** SOURCE INFORMATION **

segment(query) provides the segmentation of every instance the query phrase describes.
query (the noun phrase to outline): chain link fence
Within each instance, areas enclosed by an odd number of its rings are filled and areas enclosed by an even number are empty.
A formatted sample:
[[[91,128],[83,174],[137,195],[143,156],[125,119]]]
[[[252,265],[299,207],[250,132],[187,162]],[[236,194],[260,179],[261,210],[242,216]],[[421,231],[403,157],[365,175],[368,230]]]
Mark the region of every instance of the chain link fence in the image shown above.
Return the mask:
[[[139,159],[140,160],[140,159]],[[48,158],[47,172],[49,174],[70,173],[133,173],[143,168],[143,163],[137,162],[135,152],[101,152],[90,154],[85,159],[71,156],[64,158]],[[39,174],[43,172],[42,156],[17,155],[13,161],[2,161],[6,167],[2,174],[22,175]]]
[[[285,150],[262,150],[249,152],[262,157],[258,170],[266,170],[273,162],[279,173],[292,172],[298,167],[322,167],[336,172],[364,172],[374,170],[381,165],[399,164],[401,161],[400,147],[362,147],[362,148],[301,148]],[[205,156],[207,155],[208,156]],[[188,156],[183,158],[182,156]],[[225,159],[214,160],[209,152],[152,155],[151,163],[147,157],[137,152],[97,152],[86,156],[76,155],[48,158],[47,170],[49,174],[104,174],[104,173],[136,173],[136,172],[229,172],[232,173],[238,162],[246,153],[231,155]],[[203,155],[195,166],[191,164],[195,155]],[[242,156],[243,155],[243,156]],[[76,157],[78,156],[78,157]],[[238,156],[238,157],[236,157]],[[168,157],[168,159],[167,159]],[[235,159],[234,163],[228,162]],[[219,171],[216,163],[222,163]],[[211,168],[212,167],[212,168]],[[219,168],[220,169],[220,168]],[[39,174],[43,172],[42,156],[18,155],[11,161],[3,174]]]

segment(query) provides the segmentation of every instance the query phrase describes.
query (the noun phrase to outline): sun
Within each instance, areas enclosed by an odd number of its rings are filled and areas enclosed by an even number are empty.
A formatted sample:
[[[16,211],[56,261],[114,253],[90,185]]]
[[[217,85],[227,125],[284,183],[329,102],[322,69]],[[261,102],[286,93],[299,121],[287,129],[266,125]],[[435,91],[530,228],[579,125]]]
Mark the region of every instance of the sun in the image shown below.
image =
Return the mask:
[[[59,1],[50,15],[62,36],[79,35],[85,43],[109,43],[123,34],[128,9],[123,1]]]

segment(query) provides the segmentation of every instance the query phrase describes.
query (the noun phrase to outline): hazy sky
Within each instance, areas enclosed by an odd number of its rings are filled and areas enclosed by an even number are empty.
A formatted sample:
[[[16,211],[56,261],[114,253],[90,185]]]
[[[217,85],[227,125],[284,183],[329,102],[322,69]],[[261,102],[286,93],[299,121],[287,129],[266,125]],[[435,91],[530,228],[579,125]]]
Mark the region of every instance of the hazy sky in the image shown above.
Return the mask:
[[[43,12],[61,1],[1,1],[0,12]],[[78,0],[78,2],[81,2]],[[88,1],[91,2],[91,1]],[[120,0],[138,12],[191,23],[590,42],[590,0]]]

** WHAT TO WORK ON **
Write down, word for word, the lines above from the one containing "Mark the region of every instance of the sun" through the one containing "query (the noun phrase to outline): hazy sky", both ends included.

** THE ANSWER **
Mark the region of every instance of the sun in the image shown below.
image =
Return the mask:
[[[59,1],[50,15],[62,36],[79,35],[85,43],[109,43],[123,34],[128,9],[123,1]]]

segment(query) provides the segmentation of every instance the query phrase describes.
query (the noun phrase to outline): hazy sky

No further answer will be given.